Return each line of the items below that contains the string "double". Matching is case-sensitive.
— start RECORD LIST —
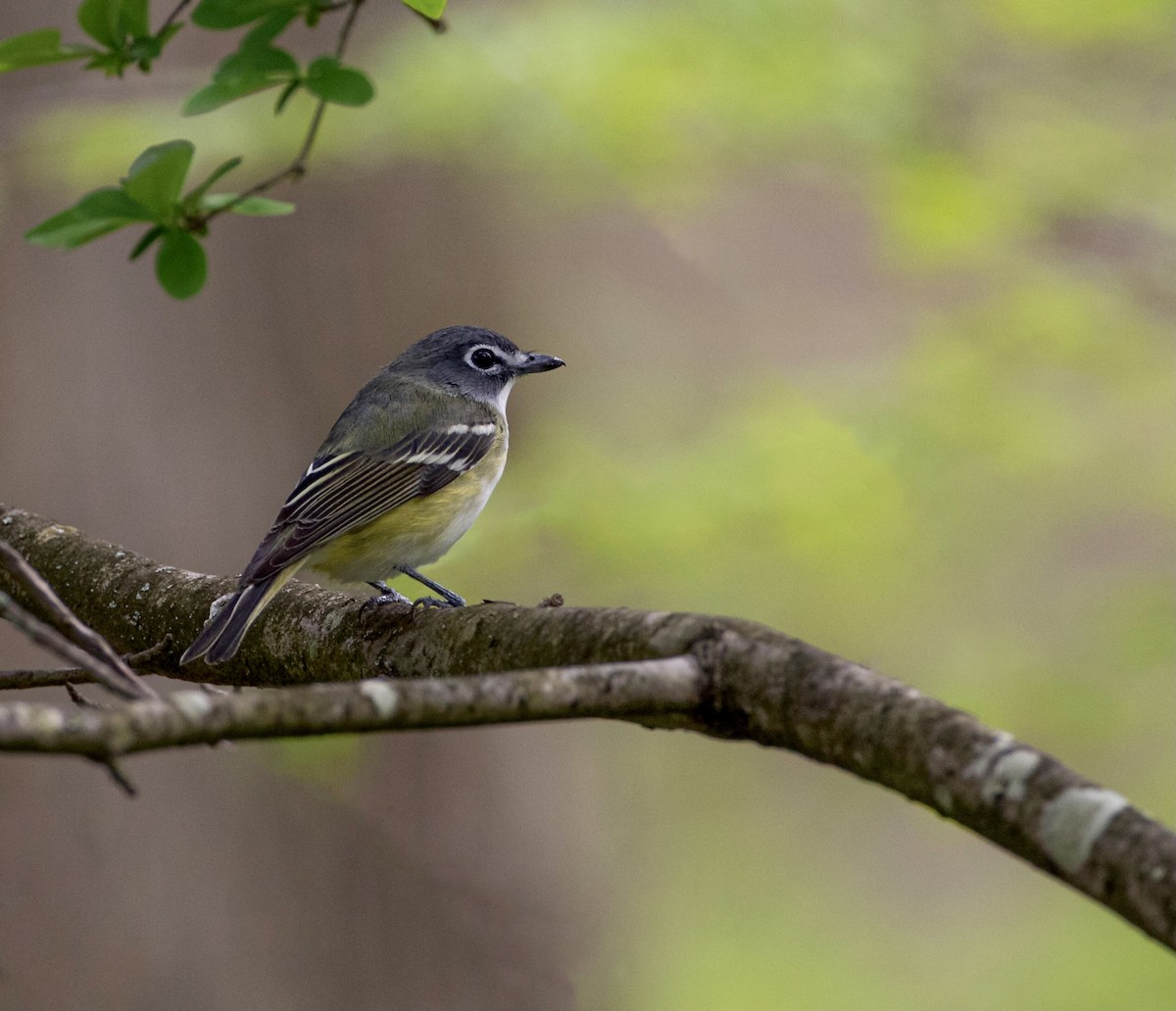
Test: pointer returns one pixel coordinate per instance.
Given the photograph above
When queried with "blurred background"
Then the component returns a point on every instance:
(868, 314)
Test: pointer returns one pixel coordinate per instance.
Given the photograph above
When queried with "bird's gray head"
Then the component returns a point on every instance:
(471, 361)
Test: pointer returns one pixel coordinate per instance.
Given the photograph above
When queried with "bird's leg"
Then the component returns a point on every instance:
(387, 597)
(451, 599)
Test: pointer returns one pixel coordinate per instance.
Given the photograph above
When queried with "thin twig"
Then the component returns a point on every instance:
(52, 640)
(298, 168)
(71, 626)
(141, 662)
(171, 18)
(121, 779)
(24, 679)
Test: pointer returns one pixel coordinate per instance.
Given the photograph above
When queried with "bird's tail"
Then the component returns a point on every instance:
(221, 638)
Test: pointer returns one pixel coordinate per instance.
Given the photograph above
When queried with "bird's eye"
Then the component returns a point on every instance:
(483, 360)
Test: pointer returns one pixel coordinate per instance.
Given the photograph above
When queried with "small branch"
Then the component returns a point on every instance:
(298, 168)
(104, 662)
(653, 689)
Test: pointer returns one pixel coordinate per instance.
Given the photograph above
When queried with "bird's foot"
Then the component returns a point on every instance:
(387, 597)
(428, 603)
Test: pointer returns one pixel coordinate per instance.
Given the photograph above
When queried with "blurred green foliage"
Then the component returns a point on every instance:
(987, 510)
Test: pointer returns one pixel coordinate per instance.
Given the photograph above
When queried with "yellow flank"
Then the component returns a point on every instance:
(415, 534)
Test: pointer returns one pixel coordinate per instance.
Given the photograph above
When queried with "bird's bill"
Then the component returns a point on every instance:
(538, 363)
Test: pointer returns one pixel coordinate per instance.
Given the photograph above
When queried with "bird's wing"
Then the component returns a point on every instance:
(340, 492)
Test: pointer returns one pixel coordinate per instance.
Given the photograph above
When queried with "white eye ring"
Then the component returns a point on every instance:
(491, 359)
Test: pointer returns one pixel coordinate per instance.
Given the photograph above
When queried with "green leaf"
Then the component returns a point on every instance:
(433, 10)
(94, 216)
(263, 34)
(220, 15)
(36, 50)
(242, 73)
(285, 97)
(195, 195)
(213, 97)
(258, 64)
(144, 244)
(99, 19)
(181, 265)
(135, 18)
(111, 201)
(157, 176)
(69, 229)
(252, 206)
(112, 64)
(334, 82)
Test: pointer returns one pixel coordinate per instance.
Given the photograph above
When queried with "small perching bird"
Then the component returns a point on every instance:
(403, 475)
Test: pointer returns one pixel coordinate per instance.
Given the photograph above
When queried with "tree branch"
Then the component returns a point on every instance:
(723, 677)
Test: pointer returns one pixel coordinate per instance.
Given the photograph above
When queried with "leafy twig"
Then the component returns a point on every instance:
(298, 168)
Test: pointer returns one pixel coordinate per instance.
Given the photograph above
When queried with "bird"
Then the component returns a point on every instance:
(403, 474)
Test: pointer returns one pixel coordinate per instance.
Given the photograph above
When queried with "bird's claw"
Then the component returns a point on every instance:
(381, 600)
(428, 603)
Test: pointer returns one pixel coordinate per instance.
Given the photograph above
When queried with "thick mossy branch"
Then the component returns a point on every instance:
(720, 676)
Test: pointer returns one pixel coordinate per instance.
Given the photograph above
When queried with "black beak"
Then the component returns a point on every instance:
(539, 363)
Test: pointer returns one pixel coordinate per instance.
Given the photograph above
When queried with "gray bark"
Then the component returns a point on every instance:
(723, 677)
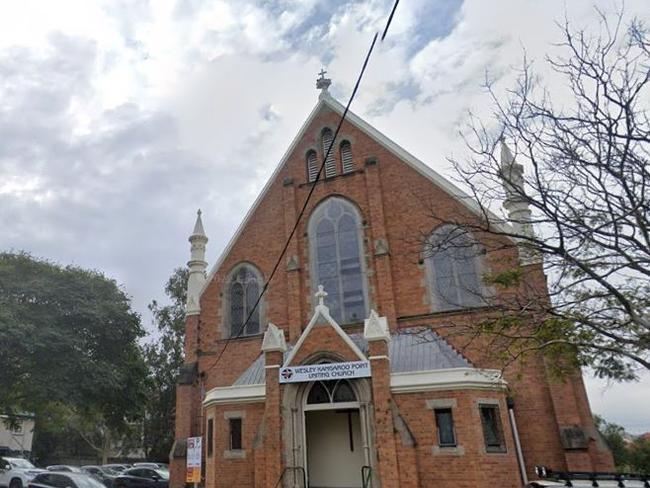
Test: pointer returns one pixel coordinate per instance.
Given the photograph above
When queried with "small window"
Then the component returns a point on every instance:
(445, 427)
(235, 434)
(346, 157)
(312, 166)
(210, 435)
(492, 430)
(330, 162)
(453, 260)
(243, 292)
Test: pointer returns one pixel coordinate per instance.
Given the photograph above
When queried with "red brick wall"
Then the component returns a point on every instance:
(395, 202)
(222, 472)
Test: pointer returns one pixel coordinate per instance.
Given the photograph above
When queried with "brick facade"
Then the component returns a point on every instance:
(394, 199)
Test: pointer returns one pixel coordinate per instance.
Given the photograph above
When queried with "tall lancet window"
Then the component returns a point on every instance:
(243, 289)
(335, 239)
(330, 164)
(312, 166)
(454, 262)
(346, 156)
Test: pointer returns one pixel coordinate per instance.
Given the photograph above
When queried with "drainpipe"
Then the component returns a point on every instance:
(510, 402)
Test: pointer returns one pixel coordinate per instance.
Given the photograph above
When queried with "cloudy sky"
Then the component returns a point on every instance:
(119, 119)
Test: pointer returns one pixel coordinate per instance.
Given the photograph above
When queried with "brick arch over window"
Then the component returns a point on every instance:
(336, 258)
(454, 266)
(241, 290)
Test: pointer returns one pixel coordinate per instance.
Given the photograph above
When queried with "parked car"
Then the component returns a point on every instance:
(117, 467)
(151, 465)
(16, 472)
(64, 479)
(101, 473)
(139, 477)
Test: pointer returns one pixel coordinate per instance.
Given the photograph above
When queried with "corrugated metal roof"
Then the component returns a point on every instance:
(413, 349)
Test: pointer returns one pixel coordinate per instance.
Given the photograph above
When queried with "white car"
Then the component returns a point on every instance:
(16, 472)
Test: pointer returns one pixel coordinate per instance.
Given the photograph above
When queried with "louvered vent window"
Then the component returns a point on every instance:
(330, 163)
(312, 166)
(346, 157)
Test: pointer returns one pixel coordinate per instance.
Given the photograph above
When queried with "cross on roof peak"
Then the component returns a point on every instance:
(320, 295)
(323, 83)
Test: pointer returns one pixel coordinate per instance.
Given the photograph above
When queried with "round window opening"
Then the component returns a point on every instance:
(332, 391)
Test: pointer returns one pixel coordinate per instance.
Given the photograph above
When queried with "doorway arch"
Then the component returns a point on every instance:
(357, 394)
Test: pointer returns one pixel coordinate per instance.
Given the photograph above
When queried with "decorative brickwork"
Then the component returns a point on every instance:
(394, 197)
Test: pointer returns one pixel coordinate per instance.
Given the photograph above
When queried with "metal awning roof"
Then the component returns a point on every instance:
(410, 350)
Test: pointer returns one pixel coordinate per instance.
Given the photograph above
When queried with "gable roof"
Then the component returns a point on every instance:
(326, 100)
(322, 316)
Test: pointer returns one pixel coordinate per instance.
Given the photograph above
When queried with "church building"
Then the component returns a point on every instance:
(348, 372)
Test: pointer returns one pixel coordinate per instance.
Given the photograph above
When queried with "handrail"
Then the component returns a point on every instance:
(293, 468)
(568, 476)
(366, 476)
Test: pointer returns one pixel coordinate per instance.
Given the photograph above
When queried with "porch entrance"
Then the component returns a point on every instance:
(334, 439)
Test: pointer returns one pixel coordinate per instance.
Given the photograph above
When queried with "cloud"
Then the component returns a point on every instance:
(119, 119)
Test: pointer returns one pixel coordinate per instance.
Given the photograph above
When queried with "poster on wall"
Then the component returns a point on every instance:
(323, 372)
(193, 460)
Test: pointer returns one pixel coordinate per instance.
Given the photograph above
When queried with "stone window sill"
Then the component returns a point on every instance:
(448, 451)
(234, 454)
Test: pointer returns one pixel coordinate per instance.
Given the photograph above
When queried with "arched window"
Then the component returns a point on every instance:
(454, 262)
(335, 239)
(331, 391)
(346, 156)
(330, 164)
(243, 290)
(312, 166)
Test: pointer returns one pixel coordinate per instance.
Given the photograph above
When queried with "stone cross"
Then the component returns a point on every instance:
(323, 83)
(320, 295)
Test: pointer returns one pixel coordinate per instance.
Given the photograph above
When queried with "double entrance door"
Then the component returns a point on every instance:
(334, 440)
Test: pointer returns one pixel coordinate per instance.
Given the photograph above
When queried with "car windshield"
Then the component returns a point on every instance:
(87, 481)
(163, 473)
(21, 463)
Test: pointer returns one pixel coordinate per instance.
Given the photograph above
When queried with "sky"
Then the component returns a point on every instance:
(119, 119)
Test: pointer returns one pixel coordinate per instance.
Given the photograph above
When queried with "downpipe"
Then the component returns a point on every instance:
(510, 402)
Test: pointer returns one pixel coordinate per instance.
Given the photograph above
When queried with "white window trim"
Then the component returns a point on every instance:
(313, 263)
(225, 300)
(480, 268)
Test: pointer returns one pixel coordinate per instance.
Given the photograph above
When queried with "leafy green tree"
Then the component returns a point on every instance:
(68, 341)
(639, 455)
(614, 435)
(164, 357)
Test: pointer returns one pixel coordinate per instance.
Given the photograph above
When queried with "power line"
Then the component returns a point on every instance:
(311, 191)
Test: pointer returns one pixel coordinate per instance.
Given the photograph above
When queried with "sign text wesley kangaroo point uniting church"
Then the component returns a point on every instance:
(329, 371)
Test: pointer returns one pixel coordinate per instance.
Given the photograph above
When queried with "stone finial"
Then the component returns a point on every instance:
(515, 204)
(197, 266)
(198, 225)
(323, 83)
(375, 328)
(320, 295)
(274, 339)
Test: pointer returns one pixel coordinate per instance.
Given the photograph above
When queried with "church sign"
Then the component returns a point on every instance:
(329, 371)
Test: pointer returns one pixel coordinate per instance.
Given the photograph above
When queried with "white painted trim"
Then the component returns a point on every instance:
(395, 148)
(322, 310)
(235, 394)
(447, 379)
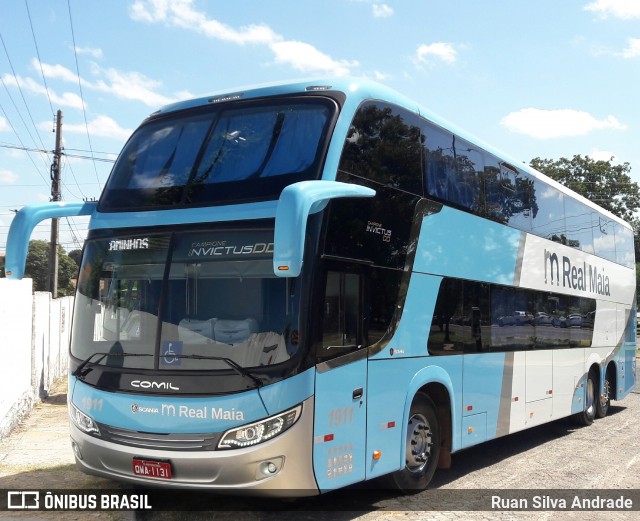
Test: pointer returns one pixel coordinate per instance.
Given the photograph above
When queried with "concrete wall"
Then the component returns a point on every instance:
(34, 343)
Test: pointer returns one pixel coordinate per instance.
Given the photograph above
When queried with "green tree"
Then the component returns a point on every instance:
(76, 255)
(37, 268)
(602, 182)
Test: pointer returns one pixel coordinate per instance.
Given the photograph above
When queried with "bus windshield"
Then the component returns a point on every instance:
(197, 301)
(220, 156)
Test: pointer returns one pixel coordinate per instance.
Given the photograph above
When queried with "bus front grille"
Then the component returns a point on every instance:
(152, 440)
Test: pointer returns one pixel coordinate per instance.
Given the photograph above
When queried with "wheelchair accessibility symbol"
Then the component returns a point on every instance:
(171, 353)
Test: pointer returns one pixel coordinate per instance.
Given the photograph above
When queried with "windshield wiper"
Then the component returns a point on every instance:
(237, 368)
(79, 370)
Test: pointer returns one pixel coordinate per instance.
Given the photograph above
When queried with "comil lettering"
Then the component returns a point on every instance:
(146, 384)
(580, 277)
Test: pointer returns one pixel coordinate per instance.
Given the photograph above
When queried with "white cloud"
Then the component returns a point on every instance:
(633, 48)
(7, 177)
(382, 11)
(91, 51)
(68, 99)
(102, 126)
(181, 13)
(301, 56)
(439, 50)
(625, 9)
(306, 58)
(549, 124)
(56, 72)
(602, 155)
(132, 86)
(128, 85)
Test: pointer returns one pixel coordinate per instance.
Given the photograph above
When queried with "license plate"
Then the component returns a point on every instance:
(152, 469)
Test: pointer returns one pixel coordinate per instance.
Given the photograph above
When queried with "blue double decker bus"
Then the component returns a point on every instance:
(289, 289)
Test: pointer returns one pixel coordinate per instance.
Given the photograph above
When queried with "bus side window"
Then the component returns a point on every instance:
(341, 312)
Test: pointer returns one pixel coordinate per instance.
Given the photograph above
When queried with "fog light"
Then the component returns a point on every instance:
(268, 469)
(76, 450)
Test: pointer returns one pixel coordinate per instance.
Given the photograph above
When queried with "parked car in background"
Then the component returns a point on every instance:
(518, 318)
(542, 319)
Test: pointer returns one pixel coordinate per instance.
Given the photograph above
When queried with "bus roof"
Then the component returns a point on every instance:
(358, 90)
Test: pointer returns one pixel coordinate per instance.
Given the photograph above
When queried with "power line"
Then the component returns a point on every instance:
(25, 148)
(84, 112)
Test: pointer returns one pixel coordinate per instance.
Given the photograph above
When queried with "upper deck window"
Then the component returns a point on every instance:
(236, 154)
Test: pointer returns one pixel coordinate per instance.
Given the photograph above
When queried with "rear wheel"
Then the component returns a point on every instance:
(604, 400)
(423, 447)
(588, 414)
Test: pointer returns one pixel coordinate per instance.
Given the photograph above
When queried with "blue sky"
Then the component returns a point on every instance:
(543, 78)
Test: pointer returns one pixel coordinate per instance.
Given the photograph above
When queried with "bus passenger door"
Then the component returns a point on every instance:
(341, 375)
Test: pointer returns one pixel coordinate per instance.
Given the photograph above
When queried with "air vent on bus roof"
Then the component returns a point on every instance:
(226, 97)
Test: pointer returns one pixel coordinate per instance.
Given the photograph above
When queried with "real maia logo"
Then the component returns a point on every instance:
(580, 276)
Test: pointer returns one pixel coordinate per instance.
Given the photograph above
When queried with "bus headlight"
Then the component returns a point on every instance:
(84, 422)
(257, 432)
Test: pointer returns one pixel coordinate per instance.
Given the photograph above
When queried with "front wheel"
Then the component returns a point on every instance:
(604, 400)
(423, 447)
(588, 414)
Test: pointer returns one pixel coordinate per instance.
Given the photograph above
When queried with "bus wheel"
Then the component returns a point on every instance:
(589, 413)
(423, 447)
(603, 402)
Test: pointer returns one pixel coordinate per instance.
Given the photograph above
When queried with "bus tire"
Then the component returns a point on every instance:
(423, 447)
(588, 414)
(604, 400)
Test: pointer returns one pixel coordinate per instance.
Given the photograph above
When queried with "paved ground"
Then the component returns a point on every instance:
(605, 455)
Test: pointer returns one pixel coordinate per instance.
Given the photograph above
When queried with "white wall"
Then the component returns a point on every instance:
(34, 341)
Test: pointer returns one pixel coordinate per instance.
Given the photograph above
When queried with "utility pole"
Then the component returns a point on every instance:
(56, 195)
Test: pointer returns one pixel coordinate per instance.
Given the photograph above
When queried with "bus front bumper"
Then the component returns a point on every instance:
(282, 466)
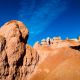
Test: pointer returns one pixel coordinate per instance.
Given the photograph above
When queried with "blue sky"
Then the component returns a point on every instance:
(44, 17)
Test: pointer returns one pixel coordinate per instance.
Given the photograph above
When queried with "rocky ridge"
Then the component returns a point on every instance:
(52, 59)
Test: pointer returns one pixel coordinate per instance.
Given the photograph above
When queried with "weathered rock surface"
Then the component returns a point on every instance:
(52, 59)
(17, 59)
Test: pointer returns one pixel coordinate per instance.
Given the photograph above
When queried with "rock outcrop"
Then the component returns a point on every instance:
(52, 59)
(17, 59)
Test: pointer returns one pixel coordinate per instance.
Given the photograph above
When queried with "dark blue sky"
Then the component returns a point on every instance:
(44, 17)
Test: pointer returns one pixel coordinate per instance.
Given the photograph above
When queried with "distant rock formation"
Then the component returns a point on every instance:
(52, 59)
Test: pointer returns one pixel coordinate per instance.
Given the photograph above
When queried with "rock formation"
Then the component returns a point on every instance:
(17, 59)
(52, 59)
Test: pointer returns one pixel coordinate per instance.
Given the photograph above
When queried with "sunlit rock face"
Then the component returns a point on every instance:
(17, 58)
(51, 59)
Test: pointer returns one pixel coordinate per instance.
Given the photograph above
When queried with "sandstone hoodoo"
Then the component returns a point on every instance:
(52, 59)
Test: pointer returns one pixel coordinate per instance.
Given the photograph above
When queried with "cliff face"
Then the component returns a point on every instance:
(52, 59)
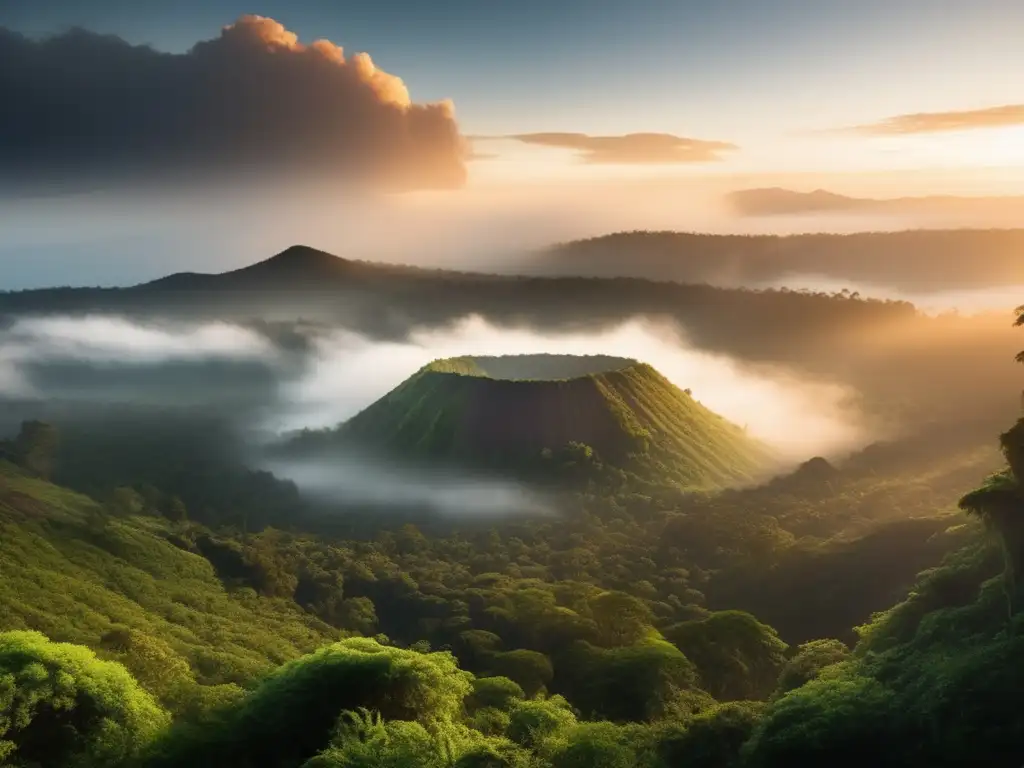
— end RECORD LIST —
- [SOLUTION TO THIS PROBLEM]:
When queried with "double entrance door"
When queried with "blue double decker bus"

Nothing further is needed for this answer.